TASK INSTRUCTIONS:
Rewrite the lines from the first one through the line with "87 114 L 88", swapping "fluted" for "ribbed" and changing nothing else.

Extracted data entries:
■ ■ ■ ■
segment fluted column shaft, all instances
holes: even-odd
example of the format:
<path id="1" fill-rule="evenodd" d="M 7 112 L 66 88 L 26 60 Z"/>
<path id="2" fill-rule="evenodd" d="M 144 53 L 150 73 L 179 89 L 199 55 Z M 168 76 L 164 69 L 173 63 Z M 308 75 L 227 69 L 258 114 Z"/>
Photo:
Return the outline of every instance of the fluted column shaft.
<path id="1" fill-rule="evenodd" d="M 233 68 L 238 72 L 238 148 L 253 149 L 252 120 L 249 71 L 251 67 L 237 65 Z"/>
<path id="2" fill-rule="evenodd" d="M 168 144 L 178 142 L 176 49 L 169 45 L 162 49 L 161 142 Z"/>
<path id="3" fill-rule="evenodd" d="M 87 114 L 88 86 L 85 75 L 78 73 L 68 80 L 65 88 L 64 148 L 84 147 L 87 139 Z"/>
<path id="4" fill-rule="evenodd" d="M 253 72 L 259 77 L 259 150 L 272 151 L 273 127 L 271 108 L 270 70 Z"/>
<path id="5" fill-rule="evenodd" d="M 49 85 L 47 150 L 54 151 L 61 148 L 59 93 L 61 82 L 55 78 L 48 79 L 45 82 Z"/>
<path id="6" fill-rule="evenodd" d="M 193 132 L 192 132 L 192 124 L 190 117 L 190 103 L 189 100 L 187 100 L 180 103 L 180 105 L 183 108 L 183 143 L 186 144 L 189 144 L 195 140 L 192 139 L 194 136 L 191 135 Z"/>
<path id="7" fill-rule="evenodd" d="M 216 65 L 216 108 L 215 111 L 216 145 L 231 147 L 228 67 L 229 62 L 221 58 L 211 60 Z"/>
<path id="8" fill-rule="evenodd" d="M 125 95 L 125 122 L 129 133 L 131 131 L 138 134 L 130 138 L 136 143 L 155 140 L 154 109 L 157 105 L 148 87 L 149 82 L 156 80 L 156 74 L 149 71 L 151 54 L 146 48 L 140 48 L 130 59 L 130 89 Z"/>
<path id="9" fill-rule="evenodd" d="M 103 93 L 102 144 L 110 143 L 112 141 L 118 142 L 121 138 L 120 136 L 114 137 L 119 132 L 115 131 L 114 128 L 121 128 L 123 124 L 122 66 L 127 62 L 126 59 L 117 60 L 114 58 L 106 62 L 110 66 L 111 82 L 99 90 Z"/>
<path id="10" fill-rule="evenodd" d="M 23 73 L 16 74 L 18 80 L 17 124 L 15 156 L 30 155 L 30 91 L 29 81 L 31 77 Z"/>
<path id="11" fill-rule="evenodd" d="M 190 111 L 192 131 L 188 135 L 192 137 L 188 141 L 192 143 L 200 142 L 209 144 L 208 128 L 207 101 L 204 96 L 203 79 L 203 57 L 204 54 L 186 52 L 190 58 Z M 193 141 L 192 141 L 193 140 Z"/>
■ ■ ■ ■
ANSWER TO THIS PROBLEM:
segment ribbed column shaft, all instances
holes: even-odd
example of the format:
<path id="1" fill-rule="evenodd" d="M 7 112 L 66 88 L 26 60 Z"/>
<path id="2" fill-rule="evenodd" d="M 144 53 L 150 73 L 179 89 L 199 55 Z M 168 76 L 164 69 L 173 63 Z M 308 75 L 227 69 L 258 114 Z"/>
Photo:
Return the outline of every instance of the ribbed column shaft.
<path id="1" fill-rule="evenodd" d="M 233 68 L 238 72 L 238 148 L 253 149 L 252 120 L 249 71 L 251 67 L 237 65 Z"/>
<path id="2" fill-rule="evenodd" d="M 168 144 L 178 142 L 176 49 L 169 45 L 162 49 L 161 142 Z"/>
<path id="3" fill-rule="evenodd" d="M 87 114 L 88 86 L 85 75 L 78 73 L 68 80 L 65 88 L 64 148 L 84 147 L 87 139 Z"/>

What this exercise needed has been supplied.